Extract to read »

◆ ◆ ◆ ◆ ◆

Once the weather warms, the Johns Creek Public Works Department will kick off our second year of repaving the City’s neighborhood streets. This multi-year initiative is the fulfillment of a promise made when the City was formed in 2006. Quality neighborhood streets protect property values and improve everyone’s quality of life.
To speed the process, the City Council opted to allocate an additional $3.5 million from our reserves to the effort for a total of $5 million for 2016. The additional funds mean that as many as 26 neighborhoods can be repaved this year. We hope to begin repaving in April, weather permitting.
In 2015, which was our first year of repaving subdivision streets, crews resurfaced approximately 34 miles of streets in 34 subdivisions at a cost of about $5.8 million.
The list of subdivisions to be repaved is based on an analysis completed in 2011 when a consultant used a specially equipped vehicle to gauge pavement conditions. The survey revealed that many streets had a substandard Pavement Quality Index (PQI), which is a scale developed by the Corps of Engineers to measure cracking, potholes, rutting, weathering and other factors. Low PQI scores reflect poor condition of pavement. The lower the PQI score, the higher the priority when scheduling the repaving.
Neighborhood repaving is just one element of a multi-pronged effort to improve our streets and ease traffic congestion in the coming year. The plan includes intersection improvements, additional lanes, sidewalks, and strategies to maximize our roads’ capacities.
A roundabout being constructed at Crossington Drive and Sargent Road will provide more safety to residents along Sargent Road, which is serving as an increasingly overloaded commuter route. A new additional right turn lane on Jones Bridge Road onto McGinnis Ferry Road will allow for better flow of vehicles, and a merge lane on McGinnis Ferry Road will give them more time to ease into traffic. At Jones Bridge and State Bridge roads, a merge lane is being extended as well. All these projects are set for completion in the spring, as weather permits.

◆ ◆ ◆ ◆ ◆

Data for review »
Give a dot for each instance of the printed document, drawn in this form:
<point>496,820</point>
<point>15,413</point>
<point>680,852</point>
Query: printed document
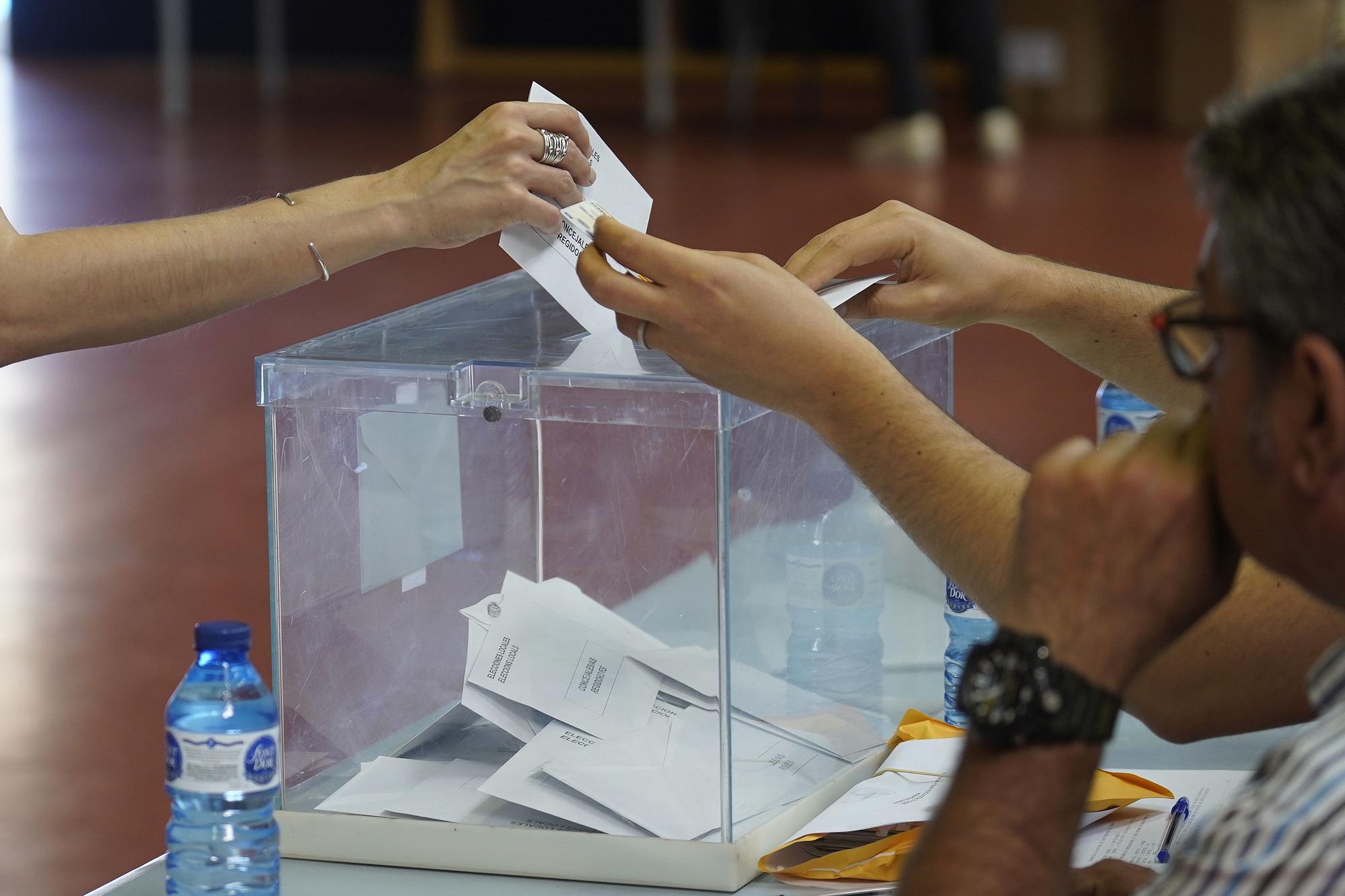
<point>552,261</point>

◆ ◆ ◆ ◆ ◆

Activities »
[1] According to the Johns Creek street repaving text, how many miles of streets did crews resurface in 2015?
[2] Extend the Johns Creek street repaving text past its final sentence.

Answers by item »
[1] About 34 miles

[2]
As part of our ongoing Intelligent Traffic System installation, crews will soon install cameras at key intersections on Abbotts Bridge, State Bridge, and McGinnis Ferry, and connect them by fiber optic cable to the Traffic Control Center at City Hall. Traffic engineers there can monitor traffic flow and change the timing of signals remotely to improve the flow of traffic through the city. They also plan to install more flashing yellow arrow signals to improve intersection safety.
We also have plans to add additional turn lanes, medians and sidewalks on Abbotts Bridge Road between Jones Bridge and Parsons roads, and extend turn lanes on Medlock Bridge at Hospital Parkway and Medlock Bridge Crossing. These improvements will pull traffic out of the through lanes, which will help move motorists more efficiently.
The City continues to plan for the future to accommodate for the growth in the adjacent cities, which will continue to impact our community. We’re teaming with Peachtree City on a study to improve the Medlock Bridge corridor; we are working with several neighboring governments to evaluate methods to restore Rogers Bridge over the Chattahoochee River; and we are in discussion with our fellow North Fulton cities to come up with a coordinated plan to address traffic. In 2016, we also will re-visit our 2030 Comprehensive Plan, which includes transportation.
Transportation is both an essential and sometimes frustrating part of our lives, and the City is working creatively and diligently to ensure our road network functions as smoothly as possible for the betterment of all.